Work order —
For the data below, say how many lines contain "target". Only the number should be given.

· · · ·

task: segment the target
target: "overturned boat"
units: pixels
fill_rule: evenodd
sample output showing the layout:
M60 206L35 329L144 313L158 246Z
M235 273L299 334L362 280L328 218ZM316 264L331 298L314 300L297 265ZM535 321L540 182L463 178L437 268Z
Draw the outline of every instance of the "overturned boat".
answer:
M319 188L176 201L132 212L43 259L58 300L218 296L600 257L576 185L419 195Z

· · · ·

Answer space —
2